Segment Open

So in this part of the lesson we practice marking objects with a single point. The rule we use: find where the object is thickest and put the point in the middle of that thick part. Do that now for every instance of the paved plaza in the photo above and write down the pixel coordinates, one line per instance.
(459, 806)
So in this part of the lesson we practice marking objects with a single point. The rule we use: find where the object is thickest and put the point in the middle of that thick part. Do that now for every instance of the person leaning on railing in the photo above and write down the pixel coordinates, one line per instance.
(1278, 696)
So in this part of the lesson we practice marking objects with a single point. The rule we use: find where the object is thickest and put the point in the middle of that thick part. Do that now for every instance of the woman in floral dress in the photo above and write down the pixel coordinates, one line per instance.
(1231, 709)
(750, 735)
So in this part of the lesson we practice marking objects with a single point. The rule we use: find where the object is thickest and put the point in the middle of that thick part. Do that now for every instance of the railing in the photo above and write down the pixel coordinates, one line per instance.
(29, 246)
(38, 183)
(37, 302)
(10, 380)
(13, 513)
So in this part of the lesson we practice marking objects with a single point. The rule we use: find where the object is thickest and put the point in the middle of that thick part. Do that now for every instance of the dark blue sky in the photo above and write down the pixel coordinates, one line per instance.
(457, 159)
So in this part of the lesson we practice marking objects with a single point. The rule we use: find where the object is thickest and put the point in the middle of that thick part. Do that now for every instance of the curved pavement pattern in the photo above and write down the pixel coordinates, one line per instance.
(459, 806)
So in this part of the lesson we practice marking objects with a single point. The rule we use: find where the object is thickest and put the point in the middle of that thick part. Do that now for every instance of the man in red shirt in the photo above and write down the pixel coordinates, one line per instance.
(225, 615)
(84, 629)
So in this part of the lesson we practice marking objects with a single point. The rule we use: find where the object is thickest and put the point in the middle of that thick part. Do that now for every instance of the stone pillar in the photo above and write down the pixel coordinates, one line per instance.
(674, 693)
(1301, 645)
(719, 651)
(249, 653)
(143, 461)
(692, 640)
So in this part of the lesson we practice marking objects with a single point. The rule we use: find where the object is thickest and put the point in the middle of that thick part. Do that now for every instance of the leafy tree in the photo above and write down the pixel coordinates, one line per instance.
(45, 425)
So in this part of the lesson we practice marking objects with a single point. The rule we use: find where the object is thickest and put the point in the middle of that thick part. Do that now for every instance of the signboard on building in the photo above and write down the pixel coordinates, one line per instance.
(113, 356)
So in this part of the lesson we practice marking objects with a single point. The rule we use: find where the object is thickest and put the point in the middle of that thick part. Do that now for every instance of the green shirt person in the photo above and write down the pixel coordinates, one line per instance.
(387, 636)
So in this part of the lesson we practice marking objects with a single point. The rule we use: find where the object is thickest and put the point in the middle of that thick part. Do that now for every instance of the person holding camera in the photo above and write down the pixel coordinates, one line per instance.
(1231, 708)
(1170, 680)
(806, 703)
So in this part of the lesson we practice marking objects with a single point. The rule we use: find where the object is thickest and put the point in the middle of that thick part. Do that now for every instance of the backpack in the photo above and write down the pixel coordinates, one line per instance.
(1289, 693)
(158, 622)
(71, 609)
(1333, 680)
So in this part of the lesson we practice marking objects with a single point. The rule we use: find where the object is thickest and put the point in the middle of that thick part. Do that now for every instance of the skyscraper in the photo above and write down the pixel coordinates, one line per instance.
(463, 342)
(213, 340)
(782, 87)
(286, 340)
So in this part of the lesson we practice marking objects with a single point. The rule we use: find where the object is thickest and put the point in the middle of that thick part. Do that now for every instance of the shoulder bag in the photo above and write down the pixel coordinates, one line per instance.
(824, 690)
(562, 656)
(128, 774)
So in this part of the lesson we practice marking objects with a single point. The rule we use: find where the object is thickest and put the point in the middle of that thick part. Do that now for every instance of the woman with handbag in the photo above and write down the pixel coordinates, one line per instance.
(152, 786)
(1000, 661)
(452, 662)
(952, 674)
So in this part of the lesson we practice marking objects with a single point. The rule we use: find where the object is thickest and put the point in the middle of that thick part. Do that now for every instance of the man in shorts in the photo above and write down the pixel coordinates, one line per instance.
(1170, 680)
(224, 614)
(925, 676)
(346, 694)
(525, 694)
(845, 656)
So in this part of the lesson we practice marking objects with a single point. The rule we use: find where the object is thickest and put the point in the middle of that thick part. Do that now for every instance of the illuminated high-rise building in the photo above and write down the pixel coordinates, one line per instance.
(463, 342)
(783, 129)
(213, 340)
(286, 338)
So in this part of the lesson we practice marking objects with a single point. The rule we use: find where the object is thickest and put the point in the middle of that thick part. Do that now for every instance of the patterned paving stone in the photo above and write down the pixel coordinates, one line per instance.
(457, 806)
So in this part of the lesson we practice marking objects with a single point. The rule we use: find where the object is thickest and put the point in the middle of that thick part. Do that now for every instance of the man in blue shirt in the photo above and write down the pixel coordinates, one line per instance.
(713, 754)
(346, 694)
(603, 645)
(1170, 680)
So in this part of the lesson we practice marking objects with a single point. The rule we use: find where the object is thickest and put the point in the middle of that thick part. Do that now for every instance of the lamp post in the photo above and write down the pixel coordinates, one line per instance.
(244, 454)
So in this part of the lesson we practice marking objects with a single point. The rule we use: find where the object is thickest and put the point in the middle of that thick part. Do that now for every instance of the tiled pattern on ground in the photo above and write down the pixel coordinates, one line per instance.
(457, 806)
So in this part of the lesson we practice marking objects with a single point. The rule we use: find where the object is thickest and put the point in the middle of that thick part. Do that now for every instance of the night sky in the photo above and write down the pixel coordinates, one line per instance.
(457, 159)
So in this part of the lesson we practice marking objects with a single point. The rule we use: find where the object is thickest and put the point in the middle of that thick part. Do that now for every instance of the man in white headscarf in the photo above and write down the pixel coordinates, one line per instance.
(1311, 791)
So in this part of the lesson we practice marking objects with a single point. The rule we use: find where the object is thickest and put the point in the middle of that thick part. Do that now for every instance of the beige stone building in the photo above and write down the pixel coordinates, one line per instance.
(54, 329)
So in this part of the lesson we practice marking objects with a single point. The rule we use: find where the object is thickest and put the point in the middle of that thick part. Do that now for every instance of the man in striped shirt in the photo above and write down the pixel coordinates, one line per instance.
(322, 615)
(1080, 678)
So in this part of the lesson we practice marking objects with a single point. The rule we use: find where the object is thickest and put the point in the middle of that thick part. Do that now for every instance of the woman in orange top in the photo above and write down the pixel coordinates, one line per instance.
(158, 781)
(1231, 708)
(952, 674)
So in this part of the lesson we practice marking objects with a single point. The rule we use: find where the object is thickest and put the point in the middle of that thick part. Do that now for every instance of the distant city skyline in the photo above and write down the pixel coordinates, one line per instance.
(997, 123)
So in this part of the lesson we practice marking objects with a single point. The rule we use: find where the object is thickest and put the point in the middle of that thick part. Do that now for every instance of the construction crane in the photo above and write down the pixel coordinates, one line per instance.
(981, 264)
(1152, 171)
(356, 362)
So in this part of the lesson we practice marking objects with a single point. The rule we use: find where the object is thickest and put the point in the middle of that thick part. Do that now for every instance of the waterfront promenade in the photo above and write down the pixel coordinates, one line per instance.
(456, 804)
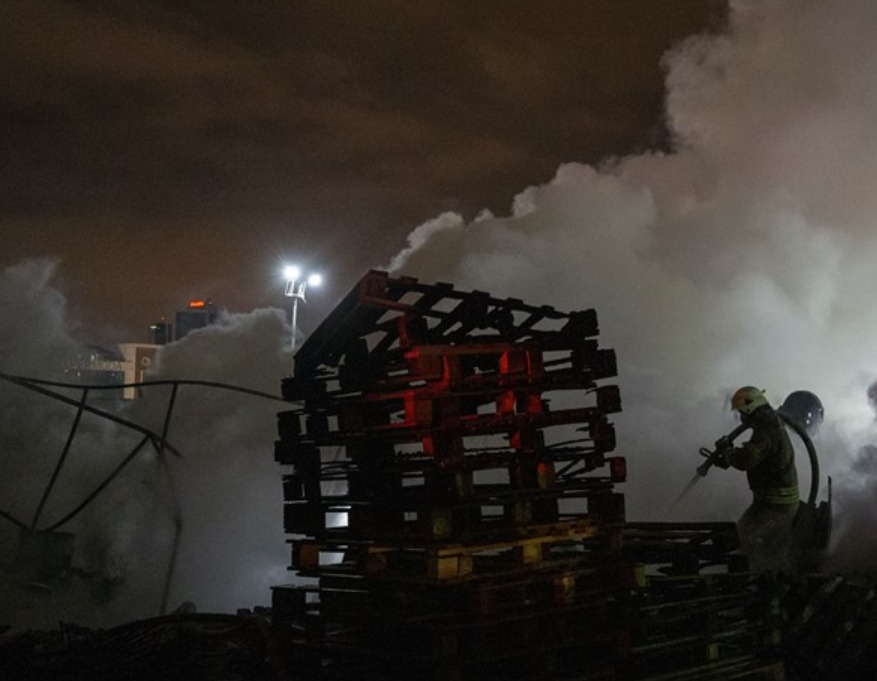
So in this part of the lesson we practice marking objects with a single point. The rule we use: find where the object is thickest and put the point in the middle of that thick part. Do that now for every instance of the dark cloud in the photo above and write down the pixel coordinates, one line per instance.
(165, 146)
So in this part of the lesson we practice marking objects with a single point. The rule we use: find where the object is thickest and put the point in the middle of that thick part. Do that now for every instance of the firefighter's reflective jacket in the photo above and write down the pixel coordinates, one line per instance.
(769, 460)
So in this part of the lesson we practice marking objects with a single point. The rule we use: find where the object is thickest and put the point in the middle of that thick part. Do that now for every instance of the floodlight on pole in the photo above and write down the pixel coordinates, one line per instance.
(296, 286)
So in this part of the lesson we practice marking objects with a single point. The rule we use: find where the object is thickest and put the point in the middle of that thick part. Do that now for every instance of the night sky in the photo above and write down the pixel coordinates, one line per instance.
(173, 149)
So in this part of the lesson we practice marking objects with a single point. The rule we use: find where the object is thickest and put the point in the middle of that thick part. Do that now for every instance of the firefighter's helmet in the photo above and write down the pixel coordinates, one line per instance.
(747, 399)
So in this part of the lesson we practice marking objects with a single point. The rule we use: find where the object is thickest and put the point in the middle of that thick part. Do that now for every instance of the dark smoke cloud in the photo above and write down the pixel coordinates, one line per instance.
(743, 257)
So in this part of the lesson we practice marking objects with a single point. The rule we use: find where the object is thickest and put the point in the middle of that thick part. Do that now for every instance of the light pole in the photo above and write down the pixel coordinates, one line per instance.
(296, 285)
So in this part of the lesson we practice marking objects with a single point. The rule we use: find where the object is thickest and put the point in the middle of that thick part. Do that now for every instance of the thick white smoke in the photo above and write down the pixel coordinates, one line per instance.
(225, 492)
(744, 257)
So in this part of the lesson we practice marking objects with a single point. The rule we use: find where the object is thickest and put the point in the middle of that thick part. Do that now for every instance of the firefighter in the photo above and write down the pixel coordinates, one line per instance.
(765, 528)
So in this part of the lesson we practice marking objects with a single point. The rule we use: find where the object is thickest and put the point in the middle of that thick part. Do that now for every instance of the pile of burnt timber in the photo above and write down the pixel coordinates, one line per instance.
(452, 501)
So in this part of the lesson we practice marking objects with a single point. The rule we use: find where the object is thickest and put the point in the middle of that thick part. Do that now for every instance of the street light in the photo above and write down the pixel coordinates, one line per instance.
(296, 285)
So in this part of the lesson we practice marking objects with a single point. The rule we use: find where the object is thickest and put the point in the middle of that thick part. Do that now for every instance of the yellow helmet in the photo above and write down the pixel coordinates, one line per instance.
(747, 399)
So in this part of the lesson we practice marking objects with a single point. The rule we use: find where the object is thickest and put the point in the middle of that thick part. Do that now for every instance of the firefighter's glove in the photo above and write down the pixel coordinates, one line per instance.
(720, 459)
(723, 444)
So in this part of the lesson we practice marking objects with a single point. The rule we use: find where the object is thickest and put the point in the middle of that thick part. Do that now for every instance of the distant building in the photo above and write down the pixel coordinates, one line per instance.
(99, 366)
(197, 315)
(131, 363)
(162, 332)
(139, 360)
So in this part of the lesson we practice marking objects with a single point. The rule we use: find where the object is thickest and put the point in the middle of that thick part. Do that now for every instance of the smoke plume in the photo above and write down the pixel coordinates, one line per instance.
(220, 504)
(743, 257)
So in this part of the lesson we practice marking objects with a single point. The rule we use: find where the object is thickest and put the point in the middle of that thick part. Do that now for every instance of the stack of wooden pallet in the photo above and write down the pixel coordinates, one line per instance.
(452, 503)
(451, 492)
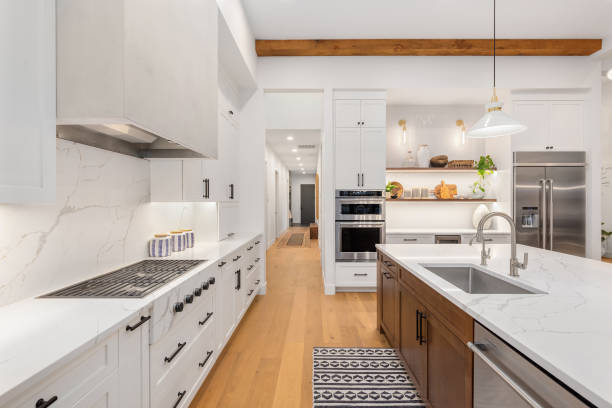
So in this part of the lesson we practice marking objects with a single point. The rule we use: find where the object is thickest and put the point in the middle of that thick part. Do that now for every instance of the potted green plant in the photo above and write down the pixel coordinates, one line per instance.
(604, 239)
(485, 167)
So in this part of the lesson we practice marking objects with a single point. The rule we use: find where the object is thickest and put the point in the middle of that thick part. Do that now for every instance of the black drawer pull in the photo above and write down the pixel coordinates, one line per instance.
(41, 403)
(178, 350)
(208, 316)
(143, 319)
(203, 363)
(180, 397)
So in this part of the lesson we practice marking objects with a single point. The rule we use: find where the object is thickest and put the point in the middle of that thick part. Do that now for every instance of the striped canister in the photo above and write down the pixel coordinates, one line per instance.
(189, 238)
(178, 240)
(160, 245)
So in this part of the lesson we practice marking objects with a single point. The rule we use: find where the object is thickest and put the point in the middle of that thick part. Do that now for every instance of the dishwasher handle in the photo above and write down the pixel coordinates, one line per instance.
(507, 379)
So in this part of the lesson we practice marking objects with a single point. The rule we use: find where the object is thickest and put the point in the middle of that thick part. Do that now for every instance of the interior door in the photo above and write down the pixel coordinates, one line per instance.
(374, 113)
(528, 211)
(348, 113)
(348, 158)
(307, 198)
(567, 203)
(373, 158)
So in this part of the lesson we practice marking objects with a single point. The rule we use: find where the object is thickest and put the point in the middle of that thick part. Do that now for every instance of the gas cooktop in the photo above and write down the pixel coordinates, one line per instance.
(133, 281)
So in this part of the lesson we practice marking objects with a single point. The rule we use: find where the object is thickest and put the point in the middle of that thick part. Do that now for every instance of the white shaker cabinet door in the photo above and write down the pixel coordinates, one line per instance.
(348, 158)
(348, 113)
(27, 101)
(374, 113)
(373, 158)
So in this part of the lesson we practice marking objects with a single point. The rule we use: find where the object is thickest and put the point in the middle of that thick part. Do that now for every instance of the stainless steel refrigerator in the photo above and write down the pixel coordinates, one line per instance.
(550, 200)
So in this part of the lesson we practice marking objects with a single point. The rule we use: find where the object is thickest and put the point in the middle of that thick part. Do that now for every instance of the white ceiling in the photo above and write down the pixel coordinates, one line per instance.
(295, 19)
(277, 141)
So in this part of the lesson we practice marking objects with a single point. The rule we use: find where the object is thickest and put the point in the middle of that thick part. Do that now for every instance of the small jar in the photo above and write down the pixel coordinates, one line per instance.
(178, 240)
(189, 238)
(160, 245)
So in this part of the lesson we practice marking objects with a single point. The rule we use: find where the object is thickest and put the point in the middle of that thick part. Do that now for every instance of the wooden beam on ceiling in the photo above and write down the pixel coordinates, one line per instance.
(427, 47)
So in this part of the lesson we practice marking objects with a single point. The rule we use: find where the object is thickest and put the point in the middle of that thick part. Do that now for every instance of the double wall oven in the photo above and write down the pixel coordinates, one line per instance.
(360, 224)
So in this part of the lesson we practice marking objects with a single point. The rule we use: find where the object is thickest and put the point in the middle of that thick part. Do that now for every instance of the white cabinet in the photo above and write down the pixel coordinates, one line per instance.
(551, 125)
(27, 101)
(360, 113)
(133, 62)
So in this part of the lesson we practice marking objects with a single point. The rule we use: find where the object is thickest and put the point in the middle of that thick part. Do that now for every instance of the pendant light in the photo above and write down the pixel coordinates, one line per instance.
(495, 122)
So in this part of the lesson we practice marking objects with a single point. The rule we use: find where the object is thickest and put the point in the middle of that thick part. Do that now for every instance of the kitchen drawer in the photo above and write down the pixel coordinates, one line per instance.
(184, 334)
(184, 378)
(411, 239)
(75, 381)
(489, 238)
(356, 274)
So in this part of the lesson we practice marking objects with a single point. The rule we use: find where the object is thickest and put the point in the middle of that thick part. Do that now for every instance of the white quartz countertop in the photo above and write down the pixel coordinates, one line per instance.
(447, 231)
(566, 331)
(38, 335)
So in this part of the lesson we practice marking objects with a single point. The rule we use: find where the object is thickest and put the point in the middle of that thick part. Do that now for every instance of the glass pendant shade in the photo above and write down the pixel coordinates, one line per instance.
(495, 123)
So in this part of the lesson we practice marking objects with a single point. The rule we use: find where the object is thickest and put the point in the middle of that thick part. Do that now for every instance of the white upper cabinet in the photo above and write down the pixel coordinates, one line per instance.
(133, 62)
(27, 101)
(551, 125)
(360, 143)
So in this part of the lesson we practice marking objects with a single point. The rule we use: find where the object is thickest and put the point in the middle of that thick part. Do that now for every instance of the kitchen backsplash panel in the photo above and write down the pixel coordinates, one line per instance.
(101, 219)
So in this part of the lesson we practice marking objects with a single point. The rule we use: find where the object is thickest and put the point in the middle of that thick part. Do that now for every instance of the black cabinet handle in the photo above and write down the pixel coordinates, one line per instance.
(180, 397)
(178, 350)
(421, 318)
(203, 363)
(143, 319)
(207, 318)
(41, 403)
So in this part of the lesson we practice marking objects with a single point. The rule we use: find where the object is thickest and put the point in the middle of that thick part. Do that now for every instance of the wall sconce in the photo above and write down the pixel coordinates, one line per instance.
(402, 124)
(462, 129)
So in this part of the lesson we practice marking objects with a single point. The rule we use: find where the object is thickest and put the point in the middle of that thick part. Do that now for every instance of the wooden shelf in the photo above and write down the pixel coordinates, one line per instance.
(429, 170)
(453, 200)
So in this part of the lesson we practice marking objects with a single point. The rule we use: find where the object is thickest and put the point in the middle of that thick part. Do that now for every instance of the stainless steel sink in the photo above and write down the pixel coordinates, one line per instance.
(472, 279)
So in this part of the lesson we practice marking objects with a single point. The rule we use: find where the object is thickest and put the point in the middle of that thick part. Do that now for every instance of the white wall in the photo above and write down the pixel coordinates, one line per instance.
(606, 160)
(101, 220)
(273, 165)
(329, 73)
(296, 180)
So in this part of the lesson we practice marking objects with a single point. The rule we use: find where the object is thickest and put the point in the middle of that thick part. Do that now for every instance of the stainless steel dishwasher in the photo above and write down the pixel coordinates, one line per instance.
(504, 378)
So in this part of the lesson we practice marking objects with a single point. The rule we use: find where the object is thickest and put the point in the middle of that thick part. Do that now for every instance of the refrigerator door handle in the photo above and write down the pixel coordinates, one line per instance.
(551, 218)
(543, 213)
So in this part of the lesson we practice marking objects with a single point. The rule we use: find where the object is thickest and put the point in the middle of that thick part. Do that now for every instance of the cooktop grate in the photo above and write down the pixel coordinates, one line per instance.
(133, 281)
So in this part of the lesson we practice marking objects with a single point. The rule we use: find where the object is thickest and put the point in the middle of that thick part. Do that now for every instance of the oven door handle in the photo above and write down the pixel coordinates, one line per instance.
(507, 379)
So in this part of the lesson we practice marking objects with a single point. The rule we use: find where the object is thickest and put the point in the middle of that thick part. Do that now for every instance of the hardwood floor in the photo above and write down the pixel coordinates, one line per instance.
(268, 361)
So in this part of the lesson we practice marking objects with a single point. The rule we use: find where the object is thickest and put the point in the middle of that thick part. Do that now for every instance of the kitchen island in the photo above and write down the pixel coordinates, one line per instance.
(563, 326)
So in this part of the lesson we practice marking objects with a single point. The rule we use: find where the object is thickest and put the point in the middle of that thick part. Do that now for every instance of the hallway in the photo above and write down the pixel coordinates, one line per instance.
(268, 361)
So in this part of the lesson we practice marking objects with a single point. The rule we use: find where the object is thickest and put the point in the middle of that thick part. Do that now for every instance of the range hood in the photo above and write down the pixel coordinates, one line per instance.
(125, 139)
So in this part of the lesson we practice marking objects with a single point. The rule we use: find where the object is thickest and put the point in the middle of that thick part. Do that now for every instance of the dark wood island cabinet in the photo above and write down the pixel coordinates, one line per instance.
(429, 333)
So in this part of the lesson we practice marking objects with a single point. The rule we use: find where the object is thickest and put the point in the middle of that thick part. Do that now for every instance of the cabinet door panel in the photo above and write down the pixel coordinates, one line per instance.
(566, 125)
(348, 113)
(449, 368)
(348, 158)
(373, 158)
(534, 115)
(374, 113)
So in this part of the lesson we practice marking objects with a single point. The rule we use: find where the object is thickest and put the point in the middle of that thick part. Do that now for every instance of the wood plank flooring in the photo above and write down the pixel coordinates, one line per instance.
(268, 361)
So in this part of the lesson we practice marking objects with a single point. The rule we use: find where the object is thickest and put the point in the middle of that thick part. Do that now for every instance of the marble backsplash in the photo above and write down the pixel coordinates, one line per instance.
(101, 219)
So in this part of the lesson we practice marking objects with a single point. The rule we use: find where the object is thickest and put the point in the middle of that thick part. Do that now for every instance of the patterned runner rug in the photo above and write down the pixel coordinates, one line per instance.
(361, 377)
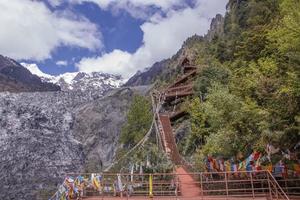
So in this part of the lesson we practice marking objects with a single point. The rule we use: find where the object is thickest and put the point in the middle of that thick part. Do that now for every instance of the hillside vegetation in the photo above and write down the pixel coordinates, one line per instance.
(248, 86)
(248, 96)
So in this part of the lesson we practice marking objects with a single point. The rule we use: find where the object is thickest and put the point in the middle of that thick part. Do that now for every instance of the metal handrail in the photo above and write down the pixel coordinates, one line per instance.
(277, 186)
(222, 184)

Segment Closed

» **Your assignment**
For this exercise, copy the lines from the one that contains "of the hillside" through the last line of the records, exactly and only those.

» **Task response**
So in this part of the lesson we practice marking objects with a single point. The rule we use: find where the object is thickest and put the point in the middle of that thick part. Do that now for every instance of the hillside vegetation in the photo above and write down the pixel coordinates, one line per instance.
(248, 86)
(248, 96)
So in this part of the lesson we practice marking objects with a single point. The rule we use: find where the object is thickest and put the point in the middle of that thick part. Do that now for every instance of the metal handrail in the photo above and write down the pixel coordinates, one line per instance.
(277, 186)
(222, 184)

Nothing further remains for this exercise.